# Task instructions
Set down the material word for word, starting at its first line and stopping after the line that contains "M860 341L865 344L864".

** begin **

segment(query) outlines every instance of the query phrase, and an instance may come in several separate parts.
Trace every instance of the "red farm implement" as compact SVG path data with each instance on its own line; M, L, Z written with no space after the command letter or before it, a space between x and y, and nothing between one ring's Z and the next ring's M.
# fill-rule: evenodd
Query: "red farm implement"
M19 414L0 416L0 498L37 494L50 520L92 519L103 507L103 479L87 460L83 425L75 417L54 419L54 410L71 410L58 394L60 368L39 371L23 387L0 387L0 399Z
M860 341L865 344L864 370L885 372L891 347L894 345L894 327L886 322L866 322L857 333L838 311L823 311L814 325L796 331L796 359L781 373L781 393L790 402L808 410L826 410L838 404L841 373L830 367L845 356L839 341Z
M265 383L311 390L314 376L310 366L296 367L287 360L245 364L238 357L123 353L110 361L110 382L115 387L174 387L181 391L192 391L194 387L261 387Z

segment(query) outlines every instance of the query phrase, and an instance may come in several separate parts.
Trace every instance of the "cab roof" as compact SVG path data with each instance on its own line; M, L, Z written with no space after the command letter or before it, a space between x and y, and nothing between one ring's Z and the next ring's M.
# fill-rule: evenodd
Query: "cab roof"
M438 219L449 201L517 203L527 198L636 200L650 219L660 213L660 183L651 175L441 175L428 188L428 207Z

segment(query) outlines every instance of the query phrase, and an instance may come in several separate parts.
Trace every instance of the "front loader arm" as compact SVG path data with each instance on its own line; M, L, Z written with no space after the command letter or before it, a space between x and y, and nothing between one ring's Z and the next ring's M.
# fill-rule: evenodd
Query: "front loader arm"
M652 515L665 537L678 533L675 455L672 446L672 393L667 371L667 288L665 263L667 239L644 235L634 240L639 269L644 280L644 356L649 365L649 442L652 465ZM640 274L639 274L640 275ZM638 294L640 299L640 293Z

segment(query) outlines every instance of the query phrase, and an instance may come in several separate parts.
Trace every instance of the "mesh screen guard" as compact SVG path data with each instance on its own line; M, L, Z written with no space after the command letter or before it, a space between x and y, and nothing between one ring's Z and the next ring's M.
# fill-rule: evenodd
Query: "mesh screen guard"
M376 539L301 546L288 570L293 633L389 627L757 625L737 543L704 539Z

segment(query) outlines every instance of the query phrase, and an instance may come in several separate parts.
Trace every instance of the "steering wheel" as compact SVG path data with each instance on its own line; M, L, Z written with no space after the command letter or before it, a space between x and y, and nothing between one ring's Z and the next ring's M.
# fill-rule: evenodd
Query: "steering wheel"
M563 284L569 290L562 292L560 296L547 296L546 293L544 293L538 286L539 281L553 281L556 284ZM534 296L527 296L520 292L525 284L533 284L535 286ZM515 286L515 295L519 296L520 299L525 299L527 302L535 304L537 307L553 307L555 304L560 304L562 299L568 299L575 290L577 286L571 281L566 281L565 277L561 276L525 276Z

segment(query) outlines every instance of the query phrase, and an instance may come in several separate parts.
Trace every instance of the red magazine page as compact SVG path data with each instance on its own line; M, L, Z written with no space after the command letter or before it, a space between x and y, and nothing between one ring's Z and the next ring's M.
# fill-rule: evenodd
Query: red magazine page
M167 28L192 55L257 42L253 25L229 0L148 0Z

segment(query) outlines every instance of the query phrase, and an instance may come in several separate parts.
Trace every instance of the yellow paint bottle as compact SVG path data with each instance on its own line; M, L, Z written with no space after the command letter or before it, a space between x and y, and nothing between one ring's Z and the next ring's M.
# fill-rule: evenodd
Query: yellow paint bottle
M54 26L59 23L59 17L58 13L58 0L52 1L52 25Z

** end **

# Output of the task
segment(query) outlines every instance of the query phrase, and an instance may come in several separate parts.
Trace every instance of the "red farm implement" as compact SVG path data with each instance on its own line; M, L, Z written with no space after the command letter or before it, a space between x and y, and nothing between one ring's Z and the next ring's M.
# fill-rule: evenodd
Query: "red farm implement"
M19 414L0 416L0 498L37 494L50 520L92 519L103 507L103 479L87 460L83 425L75 417L54 419L54 410L71 410L58 394L60 368L39 371L23 387L0 387L0 399Z
M860 341L865 344L864 370L885 372L891 347L894 345L894 327L886 322L866 322L857 333L838 311L823 311L814 325L796 331L796 359L781 373L781 393L790 402L808 410L826 410L838 404L841 373L830 367L845 356L839 341Z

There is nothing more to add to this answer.